However, with the entire nation fixated on whizzing up cakes, breads and biscuits galore, the essential ingredients required for baking are vanishing off the shelves quicker than you can say lockdown. But that needn’t mean you put down your whisk just yet. Get your pinny back on because, while the basics may be near impossible to track down, there are great substitutes for each of the vital baking components – flour, eggs, butter and sugar – that work for a range of recipes, from breads and brownies to cakes and cookies.
Just remember that, while these alternative ingredients can closely replicate the role of common baking ingredients, they may act differently and are not necessarily like-for-like swaps. Adjust measurements accordingly and watch out for which substitutes best suit which type of bake.
They can also alter the taste or texture of your bake (and may even make it vegan or gluten-free), but that’s definitely not always a bad thing – embrace the difference and who knows, you might find your new favourite way of baking.

THE TASKS:
(A) In the text on baking substitutes, which four vital baking components have substitutes?
(B) Translate this sentence from the baking substitutes text into Spanish: "Adjust measurements accordingly and watch out for which substitutes best suit which type of bake."
(C) Return, word for word, the part of the baking substitutes text that begins at the words "Just remember that, while" and stops after "way of baking.".
The records that come next are from a separate, unrelated source.

GIVEN ENTRIES:
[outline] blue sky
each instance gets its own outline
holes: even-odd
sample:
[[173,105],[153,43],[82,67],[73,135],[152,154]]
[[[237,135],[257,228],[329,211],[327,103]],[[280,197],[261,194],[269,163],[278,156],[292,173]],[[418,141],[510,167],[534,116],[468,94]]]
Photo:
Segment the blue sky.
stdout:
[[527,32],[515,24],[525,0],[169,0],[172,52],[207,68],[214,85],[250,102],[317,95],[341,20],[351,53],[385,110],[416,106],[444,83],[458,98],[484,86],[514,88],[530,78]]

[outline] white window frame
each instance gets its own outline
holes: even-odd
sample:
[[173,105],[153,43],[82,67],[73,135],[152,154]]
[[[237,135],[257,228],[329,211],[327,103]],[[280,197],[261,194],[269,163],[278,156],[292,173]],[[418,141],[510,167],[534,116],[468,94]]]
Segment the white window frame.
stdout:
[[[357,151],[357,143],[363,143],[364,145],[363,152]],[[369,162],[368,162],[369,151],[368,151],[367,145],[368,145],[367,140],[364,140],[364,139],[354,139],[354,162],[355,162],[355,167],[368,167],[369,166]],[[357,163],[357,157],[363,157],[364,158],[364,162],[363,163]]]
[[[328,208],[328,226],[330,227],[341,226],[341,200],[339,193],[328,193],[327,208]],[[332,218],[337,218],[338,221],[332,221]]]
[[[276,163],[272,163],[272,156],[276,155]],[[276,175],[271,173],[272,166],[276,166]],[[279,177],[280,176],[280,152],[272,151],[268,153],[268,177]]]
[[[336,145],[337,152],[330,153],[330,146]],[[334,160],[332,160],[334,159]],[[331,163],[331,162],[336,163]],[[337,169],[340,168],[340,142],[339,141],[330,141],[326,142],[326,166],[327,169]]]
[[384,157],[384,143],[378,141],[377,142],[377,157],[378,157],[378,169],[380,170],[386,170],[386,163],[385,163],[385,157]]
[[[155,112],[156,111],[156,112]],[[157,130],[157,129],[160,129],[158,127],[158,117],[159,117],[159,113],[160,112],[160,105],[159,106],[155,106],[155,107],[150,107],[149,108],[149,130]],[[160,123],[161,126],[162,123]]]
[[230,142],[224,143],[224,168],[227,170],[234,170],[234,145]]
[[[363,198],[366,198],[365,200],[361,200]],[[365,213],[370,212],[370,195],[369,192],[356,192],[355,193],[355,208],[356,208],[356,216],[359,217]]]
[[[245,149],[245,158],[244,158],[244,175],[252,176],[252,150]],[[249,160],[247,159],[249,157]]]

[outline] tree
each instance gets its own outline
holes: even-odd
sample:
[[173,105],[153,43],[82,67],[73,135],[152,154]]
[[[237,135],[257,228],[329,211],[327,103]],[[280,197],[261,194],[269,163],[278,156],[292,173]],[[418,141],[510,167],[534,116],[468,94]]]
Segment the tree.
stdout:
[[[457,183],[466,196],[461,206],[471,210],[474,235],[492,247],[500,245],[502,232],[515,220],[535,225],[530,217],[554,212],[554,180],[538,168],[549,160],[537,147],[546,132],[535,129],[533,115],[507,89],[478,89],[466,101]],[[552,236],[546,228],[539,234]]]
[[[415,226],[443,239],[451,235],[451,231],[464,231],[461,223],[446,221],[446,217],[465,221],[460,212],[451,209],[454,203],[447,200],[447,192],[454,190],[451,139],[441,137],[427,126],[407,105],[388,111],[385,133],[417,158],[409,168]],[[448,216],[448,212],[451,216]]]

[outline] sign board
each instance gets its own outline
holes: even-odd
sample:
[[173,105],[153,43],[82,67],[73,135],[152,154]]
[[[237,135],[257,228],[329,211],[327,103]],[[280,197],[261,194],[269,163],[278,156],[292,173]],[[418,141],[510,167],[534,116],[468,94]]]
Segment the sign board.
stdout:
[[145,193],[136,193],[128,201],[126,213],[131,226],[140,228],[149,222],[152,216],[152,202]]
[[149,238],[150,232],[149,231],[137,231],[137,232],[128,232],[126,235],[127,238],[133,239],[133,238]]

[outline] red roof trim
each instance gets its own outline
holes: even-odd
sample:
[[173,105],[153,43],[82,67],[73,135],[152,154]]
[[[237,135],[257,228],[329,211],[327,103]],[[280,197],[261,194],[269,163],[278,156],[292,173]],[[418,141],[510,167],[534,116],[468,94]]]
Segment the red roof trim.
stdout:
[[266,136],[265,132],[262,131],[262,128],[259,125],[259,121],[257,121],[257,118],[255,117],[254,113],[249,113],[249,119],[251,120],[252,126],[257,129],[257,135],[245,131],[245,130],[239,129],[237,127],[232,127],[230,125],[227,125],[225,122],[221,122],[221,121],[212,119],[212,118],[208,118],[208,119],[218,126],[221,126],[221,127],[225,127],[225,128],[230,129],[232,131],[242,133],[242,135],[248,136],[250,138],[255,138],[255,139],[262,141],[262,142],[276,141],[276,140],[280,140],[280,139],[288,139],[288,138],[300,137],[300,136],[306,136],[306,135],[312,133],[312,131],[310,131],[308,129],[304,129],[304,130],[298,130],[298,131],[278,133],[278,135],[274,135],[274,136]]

ANSWERS FOR THE EXERCISE:
(A) Flour, eggs, butter and sugar.

(B) Ajusta las medidas en consecuencia y fíjate en qué sustitutos se adaptan mejor a cada tipo de horneado.

(C)
Just remember that, while these alternative ingredients can closely replicate the role of common baking ingredients, they may act differently and are not necessarily like-for-like swaps. Adjust measurements accordingly and watch out for which substitutes best suit which type of bake.
They can also alter the taste or texture of your bake (and may even make it vegan or gluten-free), but that’s definitely not always a bad thing – embrace the difference and who knows, you might find your new favourite way of baking.